>>>>>

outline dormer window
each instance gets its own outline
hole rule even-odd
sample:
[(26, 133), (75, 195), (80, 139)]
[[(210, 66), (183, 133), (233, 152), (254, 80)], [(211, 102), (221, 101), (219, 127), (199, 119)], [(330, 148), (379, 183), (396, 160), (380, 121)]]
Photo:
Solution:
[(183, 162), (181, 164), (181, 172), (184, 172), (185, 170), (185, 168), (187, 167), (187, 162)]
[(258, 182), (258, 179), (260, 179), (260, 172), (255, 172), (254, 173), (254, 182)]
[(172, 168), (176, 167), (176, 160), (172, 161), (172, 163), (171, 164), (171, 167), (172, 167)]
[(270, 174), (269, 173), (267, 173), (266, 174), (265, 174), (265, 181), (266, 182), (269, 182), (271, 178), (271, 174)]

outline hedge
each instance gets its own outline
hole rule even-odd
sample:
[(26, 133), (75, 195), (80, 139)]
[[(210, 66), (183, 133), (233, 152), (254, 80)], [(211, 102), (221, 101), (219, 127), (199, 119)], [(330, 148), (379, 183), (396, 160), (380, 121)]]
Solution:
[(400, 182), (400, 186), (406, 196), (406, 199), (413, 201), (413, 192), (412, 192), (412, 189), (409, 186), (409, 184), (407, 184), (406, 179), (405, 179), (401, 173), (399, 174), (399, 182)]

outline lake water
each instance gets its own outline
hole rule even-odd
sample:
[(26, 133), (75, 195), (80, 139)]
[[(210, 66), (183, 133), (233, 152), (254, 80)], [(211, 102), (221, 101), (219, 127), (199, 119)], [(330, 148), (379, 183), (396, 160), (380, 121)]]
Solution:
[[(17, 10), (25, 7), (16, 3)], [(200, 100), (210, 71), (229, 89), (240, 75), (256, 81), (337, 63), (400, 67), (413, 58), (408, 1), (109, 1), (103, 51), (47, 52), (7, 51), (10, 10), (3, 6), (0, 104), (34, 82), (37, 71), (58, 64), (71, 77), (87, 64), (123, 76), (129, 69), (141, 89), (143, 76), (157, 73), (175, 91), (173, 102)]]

<<<<<

• **WHAT TO DO**:
Reproduce the records above, switching every "instance" to "object" and leaving everything else unchanged.

• **RESULT**:
outline dormer window
each object gets its own outline
hole rule even-odd
sample:
[(26, 133), (75, 195), (80, 139)]
[[(210, 66), (183, 133), (233, 152), (254, 80)], [(211, 102), (221, 101), (219, 127), (199, 119)], [(330, 148), (379, 183), (396, 160), (380, 121)]]
Photo:
Solution:
[(183, 162), (181, 164), (181, 172), (184, 172), (185, 170), (185, 168), (187, 167), (187, 162)]
[(258, 182), (258, 179), (260, 179), (260, 172), (255, 172), (254, 173), (254, 182)]
[(172, 168), (176, 167), (176, 160), (172, 161), (172, 163), (171, 164), (171, 167), (172, 167)]
[(270, 174), (269, 173), (267, 173), (266, 174), (265, 174), (265, 181), (266, 182), (269, 182), (271, 178), (271, 174)]

outline hedge
each object gets its own outline
hole rule even-odd
sample:
[(26, 133), (75, 195), (80, 139)]
[[(210, 66), (183, 133), (233, 152), (254, 80)], [(211, 102), (221, 101), (219, 127), (199, 119)], [(330, 148), (379, 183), (396, 160), (380, 121)]]
Solution:
[(400, 182), (400, 186), (406, 196), (406, 199), (413, 201), (413, 192), (412, 192), (412, 189), (409, 186), (409, 184), (407, 184), (406, 179), (405, 179), (401, 173), (399, 174), (399, 182)]

outline lake water
each object gets its own outline
hole rule even-odd
sample:
[(26, 133), (75, 195), (80, 139)]
[[(210, 66), (183, 133), (233, 152), (254, 80)], [(211, 102), (221, 101), (219, 127), (199, 119)], [(330, 148), (379, 183), (396, 160), (380, 121)]]
Solution:
[[(17, 10), (25, 7), (16, 3)], [(200, 100), (210, 71), (229, 89), (240, 75), (256, 81), (337, 63), (400, 67), (413, 58), (408, 1), (109, 1), (103, 51), (47, 52), (7, 51), (10, 10), (3, 6), (0, 104), (34, 82), (37, 71), (58, 64), (71, 77), (87, 64), (123, 76), (129, 69), (141, 89), (143, 76), (157, 73), (175, 91), (173, 102)]]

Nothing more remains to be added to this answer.